Segment Start: Material to process

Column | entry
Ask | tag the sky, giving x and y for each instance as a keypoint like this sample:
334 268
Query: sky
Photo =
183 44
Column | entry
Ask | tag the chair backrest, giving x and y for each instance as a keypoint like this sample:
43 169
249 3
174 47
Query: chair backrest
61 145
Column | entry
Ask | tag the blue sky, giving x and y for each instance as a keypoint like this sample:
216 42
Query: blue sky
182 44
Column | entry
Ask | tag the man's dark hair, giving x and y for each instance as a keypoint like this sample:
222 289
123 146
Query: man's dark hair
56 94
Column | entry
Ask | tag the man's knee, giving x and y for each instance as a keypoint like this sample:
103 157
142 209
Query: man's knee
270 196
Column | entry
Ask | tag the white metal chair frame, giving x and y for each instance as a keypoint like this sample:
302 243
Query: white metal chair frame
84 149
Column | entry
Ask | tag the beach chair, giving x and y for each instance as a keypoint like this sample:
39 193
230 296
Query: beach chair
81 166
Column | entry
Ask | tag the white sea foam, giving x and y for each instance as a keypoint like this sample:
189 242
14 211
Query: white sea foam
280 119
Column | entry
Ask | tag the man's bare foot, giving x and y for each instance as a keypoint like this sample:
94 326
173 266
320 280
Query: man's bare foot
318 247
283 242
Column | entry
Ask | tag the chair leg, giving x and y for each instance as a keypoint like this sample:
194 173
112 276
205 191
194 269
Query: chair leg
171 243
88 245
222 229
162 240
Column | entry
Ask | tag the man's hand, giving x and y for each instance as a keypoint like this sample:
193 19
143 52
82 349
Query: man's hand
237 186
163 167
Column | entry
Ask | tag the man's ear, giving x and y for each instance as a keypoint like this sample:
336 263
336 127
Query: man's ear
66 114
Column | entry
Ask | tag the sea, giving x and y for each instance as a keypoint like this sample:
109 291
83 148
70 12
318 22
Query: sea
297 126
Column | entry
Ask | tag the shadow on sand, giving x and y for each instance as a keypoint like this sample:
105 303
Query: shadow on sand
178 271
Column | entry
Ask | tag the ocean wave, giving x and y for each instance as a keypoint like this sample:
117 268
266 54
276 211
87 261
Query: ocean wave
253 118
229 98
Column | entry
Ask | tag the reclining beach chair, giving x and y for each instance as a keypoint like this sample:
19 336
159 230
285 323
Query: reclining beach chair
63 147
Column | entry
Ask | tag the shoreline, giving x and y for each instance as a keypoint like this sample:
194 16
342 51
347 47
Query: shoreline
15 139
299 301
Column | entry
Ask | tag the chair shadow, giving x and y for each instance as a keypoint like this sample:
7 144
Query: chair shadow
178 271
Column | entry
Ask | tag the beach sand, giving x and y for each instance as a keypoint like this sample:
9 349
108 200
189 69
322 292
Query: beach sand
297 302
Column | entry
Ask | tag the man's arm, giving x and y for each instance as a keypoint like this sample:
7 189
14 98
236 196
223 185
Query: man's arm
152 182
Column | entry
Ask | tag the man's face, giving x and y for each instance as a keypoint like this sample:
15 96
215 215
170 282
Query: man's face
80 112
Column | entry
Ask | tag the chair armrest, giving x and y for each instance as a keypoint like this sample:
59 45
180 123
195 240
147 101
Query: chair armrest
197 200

Segment End: Material to process

Assignment: The records shown above must be returned in full, exactly as written.

Expected output:
Column | entry
Ask | tag the sky, giving x and y for each instance as a keypoint like this sample:
334 268
Query: sky
Photo =
183 44
Column | entry
Ask | tag the chair backrest, giving x and y for each instance as a keypoint like this sample:
43 169
249 3
174 47
Query: chair backrest
61 145
Column | entry
Ask | tag the blue sky, giving x and y for each instance as a keypoint like this sample:
216 42
Query: blue sky
182 44
Column | entry
Ask | tag the man's dark hair, giving x and y for each instance as a keypoint like this sample:
222 289
123 146
Query: man's dark hair
56 94
Column | entry
Ask | tag the man's knee, giving x and y for each instance as a keypoint like this sample:
103 157
142 209
Query: man's knee
270 196
Column | entry
Ask | tag the white metal chair frame, giving x and y for each instance as a keypoint like this sample:
302 243
Query: white metal chair frame
84 149
Column | entry
Ask | tag the beach chair, giving x and y for each instance as a keypoint like this sample:
39 193
230 296
Query: beach chair
81 166
Column | entry
Ask | tag the white sea foam, giving x and y for each instance as a keypoint like this sample:
189 242
14 211
Query: white sea foam
280 119
Column | entry
Ask | tag the man's bare foot, giving x and y for each instance as a keypoint like this sample:
94 326
173 266
320 280
Query: man's bare foot
318 247
283 242
Column | entry
Ask | tag the chair leg, giving x and y for each instance as a keypoint like this sample:
194 173
112 276
205 191
194 269
Query: chair leg
171 243
88 245
222 229
162 240
Column | entry
Ask | tag the man's hand, giving x and y for each instance as a keypoint like this sample:
193 19
143 52
82 349
Query: man's hand
237 186
163 167
Column | entry
Ask | tag the man's ear, giving x and y for each instance as a keypoint like this sample:
336 263
336 127
Query: man's ear
66 114
Column | entry
Ask | tag the sea, giving x and y for each instance as a keypoint like this sample:
109 291
83 148
70 12
318 22
Query: sea
297 126
Column | entry
Ask | tag the shadow on sand, giving x and y for each instance as a keypoint like this sample:
105 303
Query: shadow on sand
178 271
Column | entry
Ask | tag the ocean wave, giving x and y for each instance as a keypoint like this sample:
117 268
266 54
276 211
87 261
Query: ocean wave
253 118
229 98
Column | entry
Ask | tag the reclining beach chair, giving x and y for each instance as a keypoint like this sample:
19 336
159 230
285 323
Query: reclining beach chair
63 147
Column | entry
Ask | tag the shoreline, giving x and y for each instance as a keypoint like this sample:
194 16
342 51
347 47
Query: shoreline
15 139
299 301
Column | entry
Ask | tag the chair shadow, giving x and y for each instance as a keypoint like this sample:
7 144
Query: chair shadow
178 271
Column | entry
Ask | tag the beach sand, giving x and y for each instance as a keypoint like this sample:
9 349
108 200
189 69
322 292
Query: beach sand
297 302
Column | entry
Ask | tag the man's arm, giving x and y for each instance as a keypoint like this sample:
7 189
14 98
236 196
223 185
Query: man's arm
152 182
Column | entry
Ask | tag the man's face, giving x and y for each instance as a keypoint like this sample:
15 96
215 215
170 282
Query: man's face
80 112
Column | entry
Ask | tag the chair armrest, giving x and y for each instance as a keypoint like this sample:
59 45
180 123
195 240
147 101
Query: chair armrest
197 200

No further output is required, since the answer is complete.